-- begin RECORD LIST --

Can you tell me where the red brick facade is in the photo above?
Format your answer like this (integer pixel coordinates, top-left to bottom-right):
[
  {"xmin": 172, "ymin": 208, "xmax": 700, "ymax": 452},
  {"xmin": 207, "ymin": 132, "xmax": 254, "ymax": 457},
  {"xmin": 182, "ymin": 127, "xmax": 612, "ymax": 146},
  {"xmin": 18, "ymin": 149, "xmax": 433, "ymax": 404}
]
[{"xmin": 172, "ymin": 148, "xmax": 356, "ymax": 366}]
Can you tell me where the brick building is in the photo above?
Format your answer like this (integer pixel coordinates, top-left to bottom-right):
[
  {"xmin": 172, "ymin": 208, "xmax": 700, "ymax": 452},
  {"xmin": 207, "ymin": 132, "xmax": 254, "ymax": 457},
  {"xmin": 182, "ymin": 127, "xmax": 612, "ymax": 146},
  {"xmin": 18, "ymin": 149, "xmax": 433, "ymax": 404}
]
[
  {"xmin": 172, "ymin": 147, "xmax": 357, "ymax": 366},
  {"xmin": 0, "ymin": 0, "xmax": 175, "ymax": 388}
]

-- end RECORD LIST --

EXERCISE DIRECTIONS → Rewrite all of the records, replacing each occurrence of "Format your answer like this" with "Write your answer in this format" and leaving everything else unchanged.

REPLY →
Can you tell me where the red brick facade is in the photo above?
Write your answer in this format (integer pixel coordinates, top-left to bottom-right):
[
  {"xmin": 172, "ymin": 208, "xmax": 700, "ymax": 452},
  {"xmin": 207, "ymin": 132, "xmax": 254, "ymax": 457},
  {"xmin": 182, "ymin": 127, "xmax": 612, "ymax": 146},
  {"xmin": 18, "ymin": 149, "xmax": 433, "ymax": 404}
]
[{"xmin": 172, "ymin": 148, "xmax": 356, "ymax": 366}]
Can you tell me where the brick building is in the photo above?
Write your answer in this format (integer pixel coordinates, top-left to bottom-right):
[
  {"xmin": 172, "ymin": 208, "xmax": 700, "ymax": 452},
  {"xmin": 207, "ymin": 132, "xmax": 254, "ymax": 457},
  {"xmin": 182, "ymin": 127, "xmax": 612, "ymax": 146},
  {"xmin": 18, "ymin": 149, "xmax": 433, "ymax": 404}
]
[
  {"xmin": 172, "ymin": 147, "xmax": 357, "ymax": 366},
  {"xmin": 0, "ymin": 0, "xmax": 175, "ymax": 388}
]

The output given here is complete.